Segment Start: Information shown

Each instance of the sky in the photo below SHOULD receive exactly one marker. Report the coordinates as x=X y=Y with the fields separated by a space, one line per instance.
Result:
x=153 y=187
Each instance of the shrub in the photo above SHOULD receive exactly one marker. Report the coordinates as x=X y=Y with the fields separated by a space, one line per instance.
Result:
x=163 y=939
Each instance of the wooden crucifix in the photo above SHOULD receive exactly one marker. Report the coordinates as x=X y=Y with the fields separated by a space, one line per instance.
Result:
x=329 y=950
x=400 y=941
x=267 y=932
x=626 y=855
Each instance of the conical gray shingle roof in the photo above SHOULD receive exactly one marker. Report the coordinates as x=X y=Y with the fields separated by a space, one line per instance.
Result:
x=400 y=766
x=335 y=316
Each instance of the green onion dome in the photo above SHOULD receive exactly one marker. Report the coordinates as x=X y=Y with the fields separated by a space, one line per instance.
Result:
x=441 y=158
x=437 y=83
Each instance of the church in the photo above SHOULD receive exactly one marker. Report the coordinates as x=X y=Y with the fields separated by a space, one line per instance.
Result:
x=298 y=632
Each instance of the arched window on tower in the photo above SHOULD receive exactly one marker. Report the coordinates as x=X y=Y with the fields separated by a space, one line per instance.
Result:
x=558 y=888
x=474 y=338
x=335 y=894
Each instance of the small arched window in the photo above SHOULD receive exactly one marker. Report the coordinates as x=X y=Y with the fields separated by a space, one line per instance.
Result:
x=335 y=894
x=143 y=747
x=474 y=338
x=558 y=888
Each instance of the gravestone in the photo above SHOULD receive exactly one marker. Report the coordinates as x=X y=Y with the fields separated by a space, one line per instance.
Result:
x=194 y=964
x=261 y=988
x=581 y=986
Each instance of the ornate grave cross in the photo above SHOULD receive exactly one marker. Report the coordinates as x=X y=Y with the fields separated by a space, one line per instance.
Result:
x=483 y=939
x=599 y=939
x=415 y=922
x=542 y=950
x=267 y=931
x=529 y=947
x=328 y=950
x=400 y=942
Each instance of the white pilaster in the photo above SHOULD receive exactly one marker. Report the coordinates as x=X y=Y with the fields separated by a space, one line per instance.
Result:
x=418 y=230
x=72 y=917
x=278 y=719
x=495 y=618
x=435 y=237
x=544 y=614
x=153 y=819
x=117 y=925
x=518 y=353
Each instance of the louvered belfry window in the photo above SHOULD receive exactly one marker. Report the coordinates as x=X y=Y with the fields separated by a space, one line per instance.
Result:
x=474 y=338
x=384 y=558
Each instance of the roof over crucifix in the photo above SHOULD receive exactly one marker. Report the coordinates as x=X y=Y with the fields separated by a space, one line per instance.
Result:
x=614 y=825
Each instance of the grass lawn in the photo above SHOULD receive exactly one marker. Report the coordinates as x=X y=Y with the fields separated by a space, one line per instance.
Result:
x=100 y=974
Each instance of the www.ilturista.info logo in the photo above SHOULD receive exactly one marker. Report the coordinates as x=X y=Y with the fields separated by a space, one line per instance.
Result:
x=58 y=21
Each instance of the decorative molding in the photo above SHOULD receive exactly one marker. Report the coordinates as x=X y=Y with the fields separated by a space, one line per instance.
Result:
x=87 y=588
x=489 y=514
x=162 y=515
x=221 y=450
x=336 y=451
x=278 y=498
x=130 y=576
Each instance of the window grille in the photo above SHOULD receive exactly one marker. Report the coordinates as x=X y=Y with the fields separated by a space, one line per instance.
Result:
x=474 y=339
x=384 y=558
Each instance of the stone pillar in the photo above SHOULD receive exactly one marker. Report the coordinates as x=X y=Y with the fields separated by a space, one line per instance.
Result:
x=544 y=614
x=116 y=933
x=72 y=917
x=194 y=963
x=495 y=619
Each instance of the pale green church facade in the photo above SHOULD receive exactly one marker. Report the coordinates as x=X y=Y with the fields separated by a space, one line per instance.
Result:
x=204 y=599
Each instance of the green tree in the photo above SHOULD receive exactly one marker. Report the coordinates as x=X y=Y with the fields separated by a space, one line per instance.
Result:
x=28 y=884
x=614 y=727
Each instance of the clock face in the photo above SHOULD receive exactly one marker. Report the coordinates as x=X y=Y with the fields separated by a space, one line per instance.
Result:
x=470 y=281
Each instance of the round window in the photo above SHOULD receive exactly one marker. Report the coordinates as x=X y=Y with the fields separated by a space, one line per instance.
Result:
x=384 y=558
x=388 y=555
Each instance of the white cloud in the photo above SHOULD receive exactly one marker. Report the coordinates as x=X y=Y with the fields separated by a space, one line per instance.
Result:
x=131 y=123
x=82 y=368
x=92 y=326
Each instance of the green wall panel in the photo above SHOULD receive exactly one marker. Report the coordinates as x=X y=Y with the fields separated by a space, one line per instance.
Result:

Segment End: Information shown

*Problem*:
Exactly as they appear above, write out the line containing "Each instance of the pale" and each line that comes after it in the records.

*Reply to the task*:
Each instance of the pale green church facade in the photo above SHOULD receive exactly one marker. Report the coordinates as x=X y=Y with the fields separated by a space, one line per instance.
Result:
x=204 y=599
Each instance of the green tree in the photo above SHOULD receive exactly one marker. Report the coordinates as x=X y=Y with the fields separated by a space, one line per instance.
Result:
x=28 y=884
x=614 y=727
Each instance of the clock face in the photo above SHOULD receive exactly one marker. Report the coordinates as x=X y=Y with the fields separated by a space, one line per instance.
Result:
x=470 y=281
Each instance of the round window in the photo above SHOULD receive exactly one marker. Report the coordinates as x=X y=Y with the fields separated by a space, one line per instance.
Result:
x=384 y=558
x=388 y=555
Each instance of the white cloud in the photo above SHOULD receive exactly one marker. Report the coordinates as x=X y=Y with the fields separated by a space, one line per instance.
Result:
x=131 y=123
x=82 y=368
x=92 y=326
Each instance of the green wall panel in the photo above SHOULD receive exactly one marker. Report the coordinates as x=X y=Y with the fields separated by a space, one line per instance.
Result:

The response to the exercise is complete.